● Your task
Nothing should be left out: repeat all the data exactly.

● Extracted material

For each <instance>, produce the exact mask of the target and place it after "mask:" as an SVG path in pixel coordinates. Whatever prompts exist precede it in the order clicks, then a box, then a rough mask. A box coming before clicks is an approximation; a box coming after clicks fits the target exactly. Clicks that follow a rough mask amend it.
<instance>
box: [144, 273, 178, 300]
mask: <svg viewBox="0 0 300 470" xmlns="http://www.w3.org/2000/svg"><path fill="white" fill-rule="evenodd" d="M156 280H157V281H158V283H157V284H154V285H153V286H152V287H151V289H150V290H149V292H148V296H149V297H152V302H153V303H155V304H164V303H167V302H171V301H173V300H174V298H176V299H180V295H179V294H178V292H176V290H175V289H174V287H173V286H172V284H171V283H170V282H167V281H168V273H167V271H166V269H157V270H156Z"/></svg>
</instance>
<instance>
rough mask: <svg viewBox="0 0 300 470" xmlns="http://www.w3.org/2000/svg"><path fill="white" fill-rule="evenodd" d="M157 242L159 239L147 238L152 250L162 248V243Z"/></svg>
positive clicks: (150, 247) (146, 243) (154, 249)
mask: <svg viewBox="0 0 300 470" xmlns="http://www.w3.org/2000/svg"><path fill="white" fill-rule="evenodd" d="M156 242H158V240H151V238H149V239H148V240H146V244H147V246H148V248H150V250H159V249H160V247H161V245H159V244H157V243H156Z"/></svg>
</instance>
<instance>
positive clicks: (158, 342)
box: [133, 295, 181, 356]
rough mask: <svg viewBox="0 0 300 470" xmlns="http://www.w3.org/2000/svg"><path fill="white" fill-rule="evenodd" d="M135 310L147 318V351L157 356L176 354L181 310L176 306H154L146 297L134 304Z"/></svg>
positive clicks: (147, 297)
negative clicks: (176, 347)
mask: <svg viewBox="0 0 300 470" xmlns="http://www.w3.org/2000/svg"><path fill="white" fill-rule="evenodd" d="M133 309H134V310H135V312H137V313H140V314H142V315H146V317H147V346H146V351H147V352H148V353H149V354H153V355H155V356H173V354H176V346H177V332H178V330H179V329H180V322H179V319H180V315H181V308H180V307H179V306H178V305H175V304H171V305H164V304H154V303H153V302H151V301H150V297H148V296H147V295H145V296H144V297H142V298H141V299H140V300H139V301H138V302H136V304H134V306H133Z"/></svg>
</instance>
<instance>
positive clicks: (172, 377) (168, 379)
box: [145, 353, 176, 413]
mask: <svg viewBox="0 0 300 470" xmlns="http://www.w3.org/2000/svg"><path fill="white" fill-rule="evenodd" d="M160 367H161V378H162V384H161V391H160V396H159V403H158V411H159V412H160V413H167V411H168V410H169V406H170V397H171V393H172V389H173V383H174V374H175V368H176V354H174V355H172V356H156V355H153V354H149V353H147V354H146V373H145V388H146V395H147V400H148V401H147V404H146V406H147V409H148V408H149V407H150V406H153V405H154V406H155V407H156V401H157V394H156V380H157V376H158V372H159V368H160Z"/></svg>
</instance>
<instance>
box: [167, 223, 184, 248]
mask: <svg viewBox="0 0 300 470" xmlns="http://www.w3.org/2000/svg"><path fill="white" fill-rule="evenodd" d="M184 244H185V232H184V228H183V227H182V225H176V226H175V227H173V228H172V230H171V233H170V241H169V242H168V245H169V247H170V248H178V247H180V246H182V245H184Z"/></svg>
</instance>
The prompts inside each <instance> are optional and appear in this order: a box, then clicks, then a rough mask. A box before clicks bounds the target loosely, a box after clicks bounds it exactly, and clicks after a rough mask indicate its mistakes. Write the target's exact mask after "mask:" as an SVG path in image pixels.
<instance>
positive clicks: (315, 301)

● Answer for the task
For each <instance>, produce the exact mask of the target and place it after "mask:" as an SVG path in pixel coordinates. Whatever prompts exist precede it in the order clicks, then a box, then a rough mask. A box coming before clicks is an approximation; a box coming after clicks fits the target exactly. Clicks that follow a rough mask amend it.
<instance>
box: [144, 273, 178, 300]
mask: <svg viewBox="0 0 300 470" xmlns="http://www.w3.org/2000/svg"><path fill="white" fill-rule="evenodd" d="M156 280H157V281H158V283H157V284H154V285H153V286H152V287H151V289H150V290H149V292H148V296H149V297H152V302H153V303H155V304H164V303H167V302H171V301H173V300H174V298H176V299H180V295H179V294H178V292H176V290H175V289H174V287H173V286H172V284H171V283H170V282H167V281H168V273H167V271H166V269H157V270H156Z"/></svg>
</instance>
<instance>
rough mask: <svg viewBox="0 0 300 470" xmlns="http://www.w3.org/2000/svg"><path fill="white" fill-rule="evenodd" d="M157 242L159 239L147 238L152 250L162 248V243Z"/></svg>
positive clicks: (150, 247) (146, 243) (154, 249)
mask: <svg viewBox="0 0 300 470" xmlns="http://www.w3.org/2000/svg"><path fill="white" fill-rule="evenodd" d="M156 242H158V240H151V238H149V239H148V240H146V244H147V246H148V248H150V250H159V249H160V247H161V245H159V244H157V243H156Z"/></svg>
</instance>
<instance>
positive clicks: (158, 342)
box: [133, 295, 181, 356]
rough mask: <svg viewBox="0 0 300 470" xmlns="http://www.w3.org/2000/svg"><path fill="white" fill-rule="evenodd" d="M135 310L147 318V351L157 356L176 354L181 310L176 306H154L146 297L134 304Z"/></svg>
positive clicks: (147, 297)
negative clicks: (176, 347)
mask: <svg viewBox="0 0 300 470" xmlns="http://www.w3.org/2000/svg"><path fill="white" fill-rule="evenodd" d="M133 309H134V310H135V312H137V313H140V314H142V315H146V317H147V346H146V351H147V352H148V353H149V354H153V355H155V356H173V354H176V346H177V332H178V330H179V329H180V322H179V319H180V315H181V308H180V307H179V306H178V305H175V304H171V305H164V304H154V303H153V302H151V301H150V297H148V296H147V295H145V296H144V297H142V298H141V299H140V300H139V301H138V302H136V304H134V306H133Z"/></svg>
</instance>
<instance>
positive clicks: (172, 377) (168, 379)
box: [145, 353, 176, 413]
mask: <svg viewBox="0 0 300 470" xmlns="http://www.w3.org/2000/svg"><path fill="white" fill-rule="evenodd" d="M160 367H161V378H162V384H161V391H160V396H159V403H158V411H159V412H160V413H167V411H168V410H169V406H170V397H171V393H172V389H173V383H174V374H175V368H176V354H174V355H172V356H156V355H153V354H149V353H147V354H146V373H145V388H146V395H147V400H148V401H147V404H146V406H147V409H148V408H149V407H150V406H153V405H154V406H155V407H156V401H157V394H156V380H157V376H158V372H159V368H160Z"/></svg>
</instance>
<instance>
box: [167, 223, 184, 248]
mask: <svg viewBox="0 0 300 470" xmlns="http://www.w3.org/2000/svg"><path fill="white" fill-rule="evenodd" d="M184 244H185V232H184V228H183V227H182V225H176V226H175V227H173V228H172V230H171V233H170V241H169V242H168V245H169V247H170V248H178V247H180V246H182V245H184Z"/></svg>
</instance>
The prompts inside each <instance> are optional and appear in this order: a box, then clicks, then a rough mask. A box before clicks bounds the target loosely, a box after clicks bounds it exactly, and clicks after a rough mask indicate its mistakes. Write the target's exact mask after "mask:" as an SVG path in image pixels.
<instance>
positive clicks: (315, 301)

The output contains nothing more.